◆ **Exercise requirements**:
1. Quote the pfxlswccat theorem page from "Metamath Proof Explorer" up to and including "by AV, 9-May-2020)".
2. In the pfxlswccat proof, explain how step 8 shows that |W| − 1 lies in (0...|W|), citing the steps it relies on.

◆ **Page excerpt**:

— begin —

Metamath Proof Explorer

Theorem pfxlswccat

Description: Reconstruct a nonempty word from its prefix and last symbol. (Contributed by Alexander van der Vekens, 5-Aug-2018) (Revised by AV, 9-May-2020)

		Ref	Expression
	Assertion	pfxlswccat	$⊢ (W \in Word V \land W \neq \emptyset) \to (W prefix (\|W\| - 1)) ++ ⟨“ lastS (W) ”⟩ = W$

Proof

Step	Hyp	Ref	Expression
1		swrdlsw	$⊢ (W \in Word V \land W \neq \emptyset) \to W substr ⟨\|W\| - 1, \|W\|⟩ = ⟨“ lastS (W) ”⟩$
2	1	eqcomd	$⊢ (W \in Word V \land W \neq \emptyset) \to ⟨“ lastS (W) ”⟩ = W substr ⟨\|W\| - 1, \|W\|⟩$
3	2	oveq2d	$⊢ (W \in Word V \land W \neq \emptyset) \to (W prefix (\|W\| - 1)) ++ ⟨“ lastS (W) ”⟩ = (W prefix (\|W\| - 1)) ++ (W substr ⟨\|W\| - 1, \|W\|⟩)$
4		wrdfin	$⊢ W \in Word V \to W \in Fin$
5		1elfz0hash	$⊢ (W \in Fin \land W \neq \emptyset) \to 1 \in (0 \dots \|W\|)$
6	4 5	sylan	$⊢ (W \in Word V \land W \neq \emptyset) \to 1 \in (0 \dots \|W\|)$
7		fznn0sub2	$⊢ 1 \in (0 \dots \|W\|) \to \|W\| - 1 \in (0 \dots \|W\|)$
8	6 7	syl	$⊢ (W \in Word V \land W \neq \emptyset) \to \|W\| - 1 \in (0 \dots \|W\|)$
9		pfxcctswrd	$⊢ (W \in Word V \land \|W\| - 1 \in (0 \dots \|W\|)) \to (W prefix (\|W\| - 1)) ++ (W substr ⟨\|W\| - 1, \|W\|⟩) = W$
10	8 9	syldan	$⊢ (W \in Word V \land W \neq \emptyset) \to (W prefix (\|W\| - 1)) ++ (W substr ⟨\|W\| - 1, \|W\|⟩) = W$
11	3 10	eqtrd	$⊢ (W \in Word V \land W \neq \emptyset) \to (W prefix (\|W\| - 1)) ++ ⟨“ lastS (W) ”⟩ = W$

— end —

◆ **Collected material**:
— begin —

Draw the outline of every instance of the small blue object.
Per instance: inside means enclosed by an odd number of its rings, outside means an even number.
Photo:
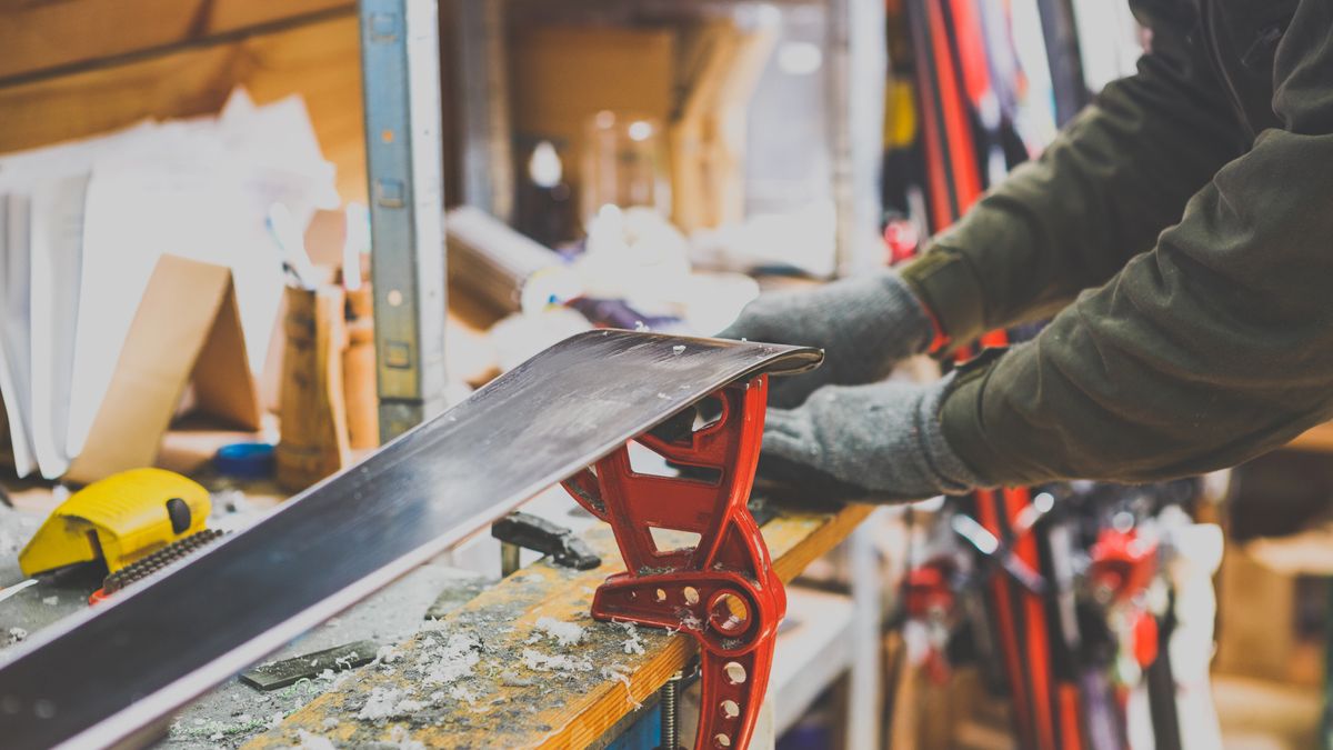
[[[213,468],[237,479],[265,479],[273,475],[272,443],[232,443],[213,454]]]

— end —

◆ **Solutions to each task**:
1.
Metamath Proof Explorer

Theorem pfxlswccat

Description: Reconstruct a nonempty word from its prefix and last symbol. (Contributed by Alexander van der Vekens, 5-Aug-2018) (Revised by AV, 9-May-2020)

2. A word W is finite (step 4, wrdfin), so a nonempty W gives 1 ∈ (0...|W|) (steps 5 and 6). Step 7, fznn0sub2, turns 1 ∈ (0...|W|) into |W| − 1 ∈ (0...|W|). Step 8 joins steps 6 and 7 by syl.